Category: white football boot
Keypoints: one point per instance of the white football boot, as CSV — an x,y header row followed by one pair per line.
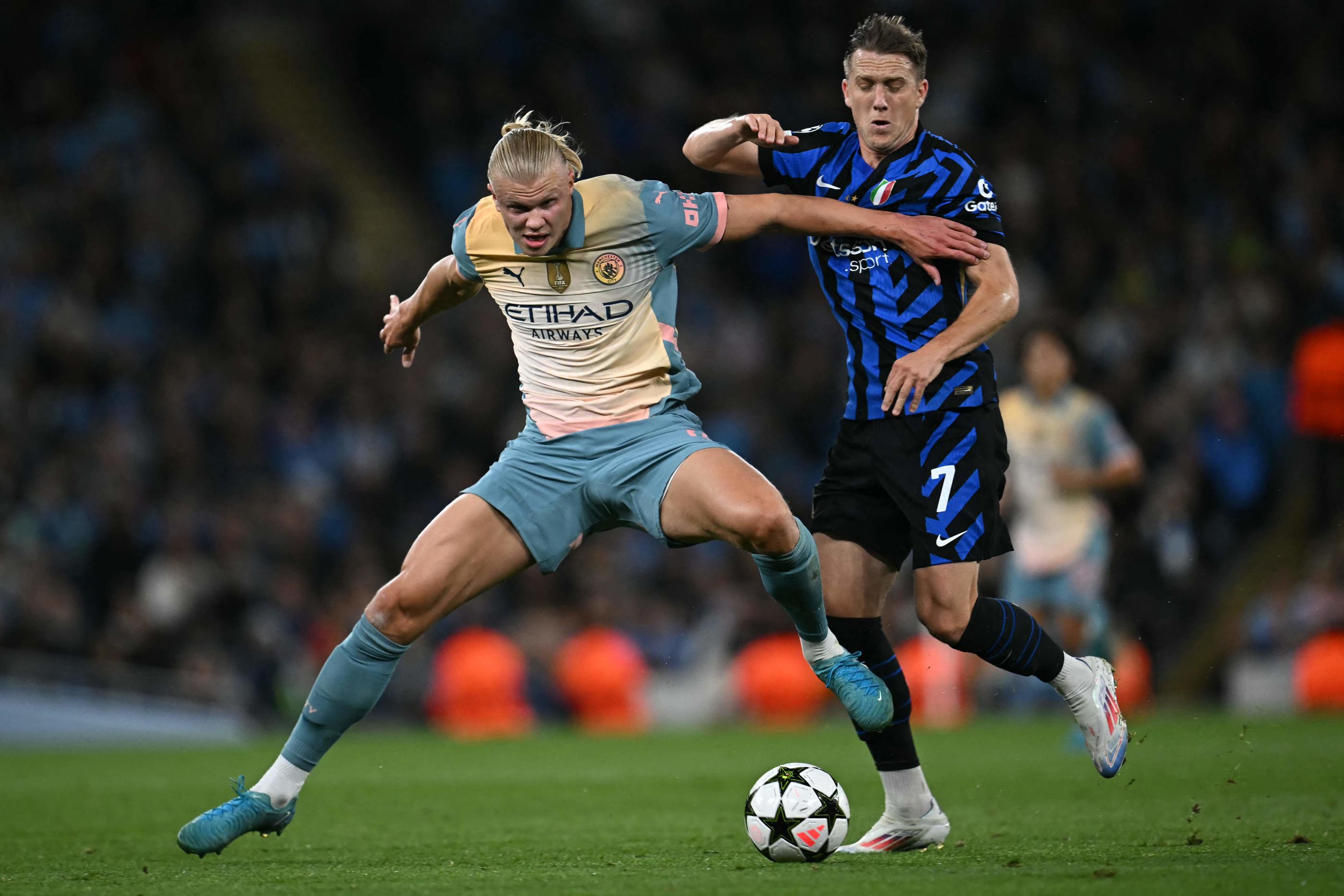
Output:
x,y
902,836
1099,717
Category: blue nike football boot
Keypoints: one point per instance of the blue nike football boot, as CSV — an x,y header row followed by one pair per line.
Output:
x,y
864,695
212,831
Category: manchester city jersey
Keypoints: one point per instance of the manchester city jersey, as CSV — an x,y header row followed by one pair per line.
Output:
x,y
595,323
886,304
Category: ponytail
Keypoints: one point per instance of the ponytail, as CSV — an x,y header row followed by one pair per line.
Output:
x,y
528,150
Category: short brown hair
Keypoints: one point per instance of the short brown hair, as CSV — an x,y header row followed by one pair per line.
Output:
x,y
888,36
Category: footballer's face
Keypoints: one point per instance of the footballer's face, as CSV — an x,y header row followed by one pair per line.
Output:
x,y
537,214
1046,364
885,93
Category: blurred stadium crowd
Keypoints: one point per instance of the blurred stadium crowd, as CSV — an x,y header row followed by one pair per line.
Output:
x,y
207,465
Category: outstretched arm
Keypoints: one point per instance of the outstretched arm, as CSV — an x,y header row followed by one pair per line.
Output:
x,y
444,287
923,237
991,305
729,145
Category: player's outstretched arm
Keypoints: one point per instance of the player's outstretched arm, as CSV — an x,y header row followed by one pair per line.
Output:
x,y
992,304
444,287
729,145
924,237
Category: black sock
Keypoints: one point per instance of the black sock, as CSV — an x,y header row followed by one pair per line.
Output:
x,y
1007,636
894,747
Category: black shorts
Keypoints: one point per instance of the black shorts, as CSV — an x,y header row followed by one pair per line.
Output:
x,y
924,483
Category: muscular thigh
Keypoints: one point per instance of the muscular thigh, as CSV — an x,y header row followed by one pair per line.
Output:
x,y
466,550
855,582
717,495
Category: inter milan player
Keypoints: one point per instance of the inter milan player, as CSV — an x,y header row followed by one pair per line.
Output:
x,y
585,276
920,464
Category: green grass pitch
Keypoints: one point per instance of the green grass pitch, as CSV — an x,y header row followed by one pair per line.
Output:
x,y
1203,806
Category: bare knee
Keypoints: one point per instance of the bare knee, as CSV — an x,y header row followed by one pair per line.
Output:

*Objetivo da tarefa*
Pode reproduzir, sem omitir nenhuma linha, o trecho das entradas que começa na linha que contém "Category: inter milan player" e vai até o fim das entradas, aumentando em 126 cada coordenada das respostas? Inclua as duas extremidades e nada além desse trecho.

*Resposta ao problema*
Category: inter milan player
Keypoints: one point per instance of the inter milan player, as CSV — an x,y header row followed by one pair per line.
Output:
x,y
711,402
1046,590
Category: green grass pitch
Keypoints: one point per instance of the green grass pitch, as CSV — an x,y header row followed by one pair per line.
Output:
x,y
1329,932
Category: bare knee
Keypoints: one point per instance of the bare knee, as CSV — an x,y header row followed by one pair per line.
Output:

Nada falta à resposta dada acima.